RAW RECORDS:

╔══

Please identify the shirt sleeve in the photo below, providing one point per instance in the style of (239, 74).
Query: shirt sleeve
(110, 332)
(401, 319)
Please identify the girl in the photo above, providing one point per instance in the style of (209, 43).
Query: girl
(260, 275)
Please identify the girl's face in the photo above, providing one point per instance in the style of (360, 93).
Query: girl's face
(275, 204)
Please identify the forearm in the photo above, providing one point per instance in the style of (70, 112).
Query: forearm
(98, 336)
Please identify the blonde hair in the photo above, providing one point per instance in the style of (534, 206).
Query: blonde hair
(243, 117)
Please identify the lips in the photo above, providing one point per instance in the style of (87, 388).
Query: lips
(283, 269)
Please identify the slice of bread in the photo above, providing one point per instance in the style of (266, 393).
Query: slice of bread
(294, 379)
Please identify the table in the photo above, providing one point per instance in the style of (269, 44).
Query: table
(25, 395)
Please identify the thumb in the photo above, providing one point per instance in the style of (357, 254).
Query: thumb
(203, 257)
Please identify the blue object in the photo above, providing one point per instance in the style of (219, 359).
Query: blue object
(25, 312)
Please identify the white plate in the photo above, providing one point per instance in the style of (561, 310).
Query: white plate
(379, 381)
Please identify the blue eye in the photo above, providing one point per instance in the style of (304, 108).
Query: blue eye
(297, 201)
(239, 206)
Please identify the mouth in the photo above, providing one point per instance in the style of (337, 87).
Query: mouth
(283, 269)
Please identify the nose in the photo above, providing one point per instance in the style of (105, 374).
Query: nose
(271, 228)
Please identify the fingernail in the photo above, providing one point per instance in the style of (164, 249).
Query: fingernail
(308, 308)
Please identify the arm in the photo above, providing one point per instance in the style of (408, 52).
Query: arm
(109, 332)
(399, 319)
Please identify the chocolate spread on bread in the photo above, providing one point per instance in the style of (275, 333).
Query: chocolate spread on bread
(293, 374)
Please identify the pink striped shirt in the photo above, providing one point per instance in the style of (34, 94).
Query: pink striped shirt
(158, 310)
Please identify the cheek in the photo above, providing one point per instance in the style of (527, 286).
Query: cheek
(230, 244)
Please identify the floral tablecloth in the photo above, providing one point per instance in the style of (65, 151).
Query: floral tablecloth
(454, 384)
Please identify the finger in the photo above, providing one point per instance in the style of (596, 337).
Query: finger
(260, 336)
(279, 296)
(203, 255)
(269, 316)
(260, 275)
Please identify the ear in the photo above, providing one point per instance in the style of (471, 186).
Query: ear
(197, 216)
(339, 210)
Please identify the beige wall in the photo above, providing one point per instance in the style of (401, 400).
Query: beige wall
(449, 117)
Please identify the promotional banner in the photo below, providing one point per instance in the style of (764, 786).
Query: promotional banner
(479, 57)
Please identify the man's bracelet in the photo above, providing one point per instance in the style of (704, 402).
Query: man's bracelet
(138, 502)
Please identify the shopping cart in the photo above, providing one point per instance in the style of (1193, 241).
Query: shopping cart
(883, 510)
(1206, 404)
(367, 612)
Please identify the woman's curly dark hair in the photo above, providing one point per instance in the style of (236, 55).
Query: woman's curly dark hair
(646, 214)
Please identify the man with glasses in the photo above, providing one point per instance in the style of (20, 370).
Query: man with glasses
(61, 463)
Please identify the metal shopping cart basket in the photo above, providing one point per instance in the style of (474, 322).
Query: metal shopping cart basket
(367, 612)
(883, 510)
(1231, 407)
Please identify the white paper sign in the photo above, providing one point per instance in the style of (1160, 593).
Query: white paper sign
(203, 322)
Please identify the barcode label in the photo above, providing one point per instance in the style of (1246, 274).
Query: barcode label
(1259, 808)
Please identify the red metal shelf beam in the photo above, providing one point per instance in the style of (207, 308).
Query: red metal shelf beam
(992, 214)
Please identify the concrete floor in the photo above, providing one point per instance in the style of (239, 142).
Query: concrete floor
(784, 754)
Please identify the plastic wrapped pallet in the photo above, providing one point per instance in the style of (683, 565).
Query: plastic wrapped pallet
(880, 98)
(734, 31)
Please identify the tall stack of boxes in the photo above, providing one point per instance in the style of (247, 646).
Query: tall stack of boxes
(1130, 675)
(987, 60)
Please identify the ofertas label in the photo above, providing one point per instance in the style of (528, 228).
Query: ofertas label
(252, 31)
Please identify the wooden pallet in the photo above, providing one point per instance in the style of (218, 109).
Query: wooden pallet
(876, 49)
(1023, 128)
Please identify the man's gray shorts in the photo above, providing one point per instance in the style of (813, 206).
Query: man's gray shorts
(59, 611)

╚══

TASK TO CARRY OUT: Can you render the listing above as a Markdown table with the columns Row and Listing line, numbering each line and leaving out blank lines?

SOLUTION FOR THIS PROBLEM:
| Row | Listing line |
|---|---|
| 1 | Please identify the shirt sleeve in the photo below, providing one point per instance in the style of (239, 74). |
| 2 | Query: shirt sleeve |
| 3 | (110, 332) |
| 4 | (401, 319) |
| 5 | Please identify the girl in the photo above, providing one point per instance in the style of (209, 43). |
| 6 | Query: girl |
| 7 | (260, 275) |
| 8 | Please identify the girl's face in the photo above, providing one point per instance in the style of (360, 93). |
| 9 | Query: girl's face |
| 10 | (275, 204) |
| 11 | Please identify the forearm in the photo above, providing one point per instance in the style of (70, 112). |
| 12 | Query: forearm |
| 13 | (98, 336) |
| 14 | Please identify the blonde hair in the photo above, providing one point per instance in the style of (534, 206). |
| 15 | Query: blonde hair |
| 16 | (243, 117) |
| 17 | Please identify the lips in the photo above, providing one point per instance in the style of (87, 388). |
| 18 | Query: lips |
| 19 | (283, 269) |
| 20 | Please identify the slice of bread in the photo above, providing one point per instance in the style of (266, 393). |
| 21 | Query: slice of bread |
| 22 | (294, 379) |
| 23 | Please identify the table in the photo above, providing one point per instance in the style of (269, 44). |
| 24 | Query: table |
| 25 | (25, 395) |
| 26 | Please identify the thumb in the photo above, providing one point per instance in the style of (357, 254). |
| 27 | Query: thumb |
| 28 | (203, 257) |
| 29 | Please identify the blue object in the photo above, providing one point per instance in the style of (219, 359). |
| 30 | Query: blue object |
| 31 | (25, 312) |
| 32 | Please identify the white plate in the photo above, providing one point per instance in the style of (561, 310). |
| 33 | Query: white plate |
| 34 | (379, 381) |
| 35 | Please identify the blue eye in the photo above, providing one point per instance in the style of (304, 108). |
| 36 | Query: blue eye |
| 37 | (297, 201) |
| 38 | (239, 206) |
| 39 | Please identify the mouth in the photo above, providing one point per instance in the style of (337, 87). |
| 40 | Query: mouth |
| 41 | (283, 269) |
| 42 | Please identify the nose in the photo above, providing one point per instance in the style of (105, 374). |
| 43 | Query: nose |
| 44 | (271, 228) |
| 45 | Please identify the fingernail in the photo above, providing one point per instance in the style of (164, 249). |
| 46 | Query: fingernail |
| 47 | (308, 308) |
| 48 | Please identify the arm in the photo above, providing one point per instance in the style of (408, 52). |
| 49 | Query: arm |
| 50 | (109, 332) |
| 51 | (399, 319) |
| 52 | Please identify the chocolate spread on bread in the photo above, providing one point per instance in the style of (275, 333). |
| 53 | Query: chocolate spread on bread |
| 54 | (293, 374) |
| 55 | Please identify the pink striped shirt in the photo above, providing one point per instance in the style of (34, 94). |
| 56 | Query: pink striped shirt |
| 57 | (158, 310) |
| 58 | Please identify the cheek in the photo above, providing one point per instance in the style of (527, 286). |
| 59 | Query: cheek |
| 60 | (230, 244) |
| 61 | Please identify the floral tablecloth in the photo above, providing one point per instance in the style of (65, 151). |
| 62 | Query: floral tablecloth |
| 63 | (454, 384) |
| 64 | Please identify the finger in the photo above, providing one point per instance in the style of (596, 337). |
| 65 | Query: finger |
| 66 | (260, 336) |
| 67 | (279, 296) |
| 68 | (203, 255) |
| 69 | (269, 316) |
| 70 | (260, 275) |
| 71 | Please identify the ear in the photo above, providing one point per instance in the style of (471, 186). |
| 72 | Query: ear |
| 73 | (197, 216) |
| 74 | (339, 210) |
| 75 | Please identify the beige wall in the photo above, providing one point per instance in the style of (401, 400). |
| 76 | Query: beige wall |
| 77 | (449, 117) |
| 78 | Please identify the promotional banner in the photo below, providing one point per instance in the style of (764, 786). |
| 79 | Query: promotional banner |
| 80 | (479, 57) |
| 81 | Please identify the man's bracelet in the photo above, providing one point per instance in the style of (704, 402). |
| 82 | Query: man's bracelet |
| 83 | (138, 502) |
| 84 | Please identify the shopping cart in the photo above, providing one point per instance in the style of (1193, 241). |
| 85 | Query: shopping cart |
| 86 | (883, 510) |
| 87 | (1206, 404) |
| 88 | (367, 612) |
| 89 | Please identify the woman's curly dark hair in the photo above, providing one point per instance in the style of (236, 55). |
| 90 | Query: woman's curly dark hair |
| 91 | (646, 214) |
| 92 | Please identify the man with glasses in the photo above, providing one point per instance in the style of (20, 370). |
| 93 | Query: man with glasses |
| 94 | (61, 463) |
| 95 | Please identify the metal shopping cart basket in the photo above, providing one point per instance in the style of (474, 322). |
| 96 | Query: metal shopping cart basket |
| 97 | (367, 612) |
| 98 | (883, 510) |
| 99 | (1231, 407) |
| 100 | Please identify the white paper sign in the photo above, providing one point per instance in the style of (1160, 593). |
| 101 | Query: white paper sign |
| 102 | (203, 322) |
| 103 | Please identify the barcode label in the photo above, providing one point per instance in the style of (1246, 274). |
| 104 | Query: barcode label |
| 105 | (1259, 808) |
| 106 | Please identify the red metal shelf beam in the photo above, providing one point per instance in the style of (207, 308). |
| 107 | Query: red metal shelf beam |
| 108 | (992, 214) |
| 109 | Please identify the concrete floor in the photo above, providing one point per instance in the style of (239, 142). |
| 110 | Query: concrete floor |
| 111 | (784, 754) |
| 112 | Please identify the plastic wrapped pallet in the photo above, providing one point per instance in the style of (683, 565). |
| 113 | Query: plastic wrapped pallet |
| 114 | (880, 98) |
| 115 | (734, 31) |
| 116 | Please identify the tall stack of boxes in the photo above, providing one point per instance in the style of (247, 646). |
| 117 | Query: tall stack of boxes |
| 118 | (1130, 675) |
| 119 | (987, 60) |
| 120 | Please identify the ofertas label in the photo above, providing one point per instance in the style of (528, 228). |
| 121 | Query: ofertas label |
| 122 | (252, 31) |
| 123 | Please identify the wooden pallet in the photo above, providing one point per instance in the style of (218, 109). |
| 124 | Query: wooden pallet |
| 125 | (876, 49) |
| 126 | (1023, 128) |
| 127 | Please identify the man's gray shorts in the photo above, providing one point per instance in the style of (813, 206). |
| 128 | Query: man's gray shorts |
| 129 | (59, 611) |